What is needed – In the river-crossing problem below, how fast is the river's current?

Excerpt –
:::::
Question

A swimmer wants to cross a river, from point A to point B, as shown in the figure. The distance d₁ (from A to C) is 200m, the distance d₂ (from C to B) is 150m, and the speed v_r of the current in the river is 5km/hour. Suppose that the swimmer’s velocity relative to the water makes an angle of θ = 45° with the line from A to C, as indicated in the figure.

a. To swim directly from A to B, what speed u_s, relative to the water, should the swimmer have?

Answer 1

The problem is asking how fast the swimmer needs to swim so that he swims across the river at the same time it takes the current to pull him back to Point B. In other words, if the swimmer were going straight to Point C (following the path of d₁, how fast would he need to be swimming so that the current would make him end up at Point B, instead? Except that instead of going straight across the river, the swimmer is at an angle of 45°

We know that the time taken to move 200m in the y-direction (d₁) has to be the same time taken to go 150m in the x-direction (d₂). This means the swimmer is essentially moving along the hypotenuse of the triangle. We can set up a system of equations to solve the problem:

x-x₀ = v_xt + 1/2a_xt²

There’s no acceleration so that part cancels out. The swimmer is swimming to the left but the current is pulling him to the right – we’ll treat the swimmer’s velocity as positive and the current’s velocity as negative. We know that the swimmer needs to move 150m to the right – again, from the swimmer’s perspective, this is negative. Also, because θ is with respect to the y-direction, we have to use sin to find the x velocity and cos to find the y velocity (there are other ways of solving the problem but this is the most direct one). We end up with:

-150 = (sin(45)v – 5000)t

In other words, the swimmer’s x velocity is a combination of his own swimming plus the negative effect of the current. Now let’s set up an equation for the y distance, but put it in terms of t so that we can plug it into the above equation:

y-y₀ – v_yt + 1/2a_yt²

Again, no acceleration (the swimmer is moving up, but not against gravity), so that part cancels. We’re left with:

200 = cos(45)vt

Solving for t, we get:

t = 200/(cos(45)v)
:::::
Data excerpt –
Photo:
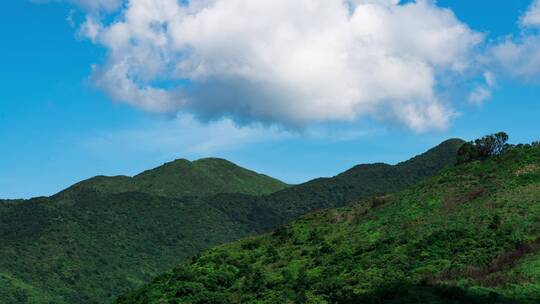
:::::
Result of this exercise – 5 km/hour